[Location annotation dataset excerpts]
════════════════

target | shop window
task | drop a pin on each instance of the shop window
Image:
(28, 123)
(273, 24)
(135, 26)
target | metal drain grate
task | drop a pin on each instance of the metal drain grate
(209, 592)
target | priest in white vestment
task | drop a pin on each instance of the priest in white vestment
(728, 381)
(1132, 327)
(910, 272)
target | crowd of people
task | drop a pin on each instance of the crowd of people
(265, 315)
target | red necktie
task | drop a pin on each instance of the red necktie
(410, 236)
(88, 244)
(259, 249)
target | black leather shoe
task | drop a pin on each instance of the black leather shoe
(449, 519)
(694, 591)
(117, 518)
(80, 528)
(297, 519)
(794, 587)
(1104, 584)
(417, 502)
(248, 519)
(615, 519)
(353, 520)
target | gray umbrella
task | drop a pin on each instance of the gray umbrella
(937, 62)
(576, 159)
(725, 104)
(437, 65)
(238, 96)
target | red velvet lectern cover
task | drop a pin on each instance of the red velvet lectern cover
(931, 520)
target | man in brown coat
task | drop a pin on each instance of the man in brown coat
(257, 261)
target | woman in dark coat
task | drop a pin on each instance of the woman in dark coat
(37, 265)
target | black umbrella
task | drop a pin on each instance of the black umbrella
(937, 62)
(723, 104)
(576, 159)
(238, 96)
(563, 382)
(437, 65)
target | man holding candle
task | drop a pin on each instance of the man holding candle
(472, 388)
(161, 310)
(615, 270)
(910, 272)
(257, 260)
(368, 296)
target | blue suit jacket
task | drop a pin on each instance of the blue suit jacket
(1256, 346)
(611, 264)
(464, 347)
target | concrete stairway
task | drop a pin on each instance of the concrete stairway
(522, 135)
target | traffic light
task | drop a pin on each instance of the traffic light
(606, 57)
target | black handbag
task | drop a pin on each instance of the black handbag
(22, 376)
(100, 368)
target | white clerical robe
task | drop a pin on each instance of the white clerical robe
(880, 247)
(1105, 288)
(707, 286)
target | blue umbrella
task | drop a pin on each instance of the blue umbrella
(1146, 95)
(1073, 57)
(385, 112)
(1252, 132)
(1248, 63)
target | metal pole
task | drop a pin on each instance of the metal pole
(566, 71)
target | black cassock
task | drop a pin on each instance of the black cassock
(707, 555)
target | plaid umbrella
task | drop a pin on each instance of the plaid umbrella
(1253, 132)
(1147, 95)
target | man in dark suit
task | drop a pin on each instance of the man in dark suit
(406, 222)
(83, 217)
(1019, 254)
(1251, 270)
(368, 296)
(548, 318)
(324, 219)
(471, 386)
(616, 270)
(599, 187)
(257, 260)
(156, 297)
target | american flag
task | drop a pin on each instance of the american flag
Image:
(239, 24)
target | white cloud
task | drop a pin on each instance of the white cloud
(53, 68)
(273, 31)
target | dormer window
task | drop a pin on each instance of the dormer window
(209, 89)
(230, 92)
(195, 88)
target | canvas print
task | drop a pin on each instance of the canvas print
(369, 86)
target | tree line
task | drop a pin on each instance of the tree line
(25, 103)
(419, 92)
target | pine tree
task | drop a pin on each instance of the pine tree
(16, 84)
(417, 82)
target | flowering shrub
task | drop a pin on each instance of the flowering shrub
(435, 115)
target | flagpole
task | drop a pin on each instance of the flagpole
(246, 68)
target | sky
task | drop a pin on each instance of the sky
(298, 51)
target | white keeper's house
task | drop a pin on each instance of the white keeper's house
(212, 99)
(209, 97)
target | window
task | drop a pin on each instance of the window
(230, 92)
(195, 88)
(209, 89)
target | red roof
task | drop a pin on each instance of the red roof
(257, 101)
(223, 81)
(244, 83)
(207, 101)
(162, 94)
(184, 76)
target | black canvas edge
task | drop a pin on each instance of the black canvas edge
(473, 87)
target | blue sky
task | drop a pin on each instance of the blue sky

════════════════

JOB
Starting at the line that contains "target | white keeper's house" and ending at the last of the lines, write these lines out again, requests included, and shift every coordinate in the answers by adding 111 to each number.

WORKED ANSWER
target | white keeper's house
task | drop a pin on each instance of the white keeper's house
(323, 210)
(320, 208)
target | window
task | drop a pin on each instance of the window
(341, 203)
(306, 199)
(320, 200)
target | red roof
task | drop a pin on each instance of the red roof
(368, 212)
(334, 192)
(355, 194)
(318, 212)
(273, 205)
(295, 187)
target | black canvas edge
task | drop a pin on each instance of the black canvas edge
(584, 198)
target | blue sky
task | drop a pin on each instance of the blue sky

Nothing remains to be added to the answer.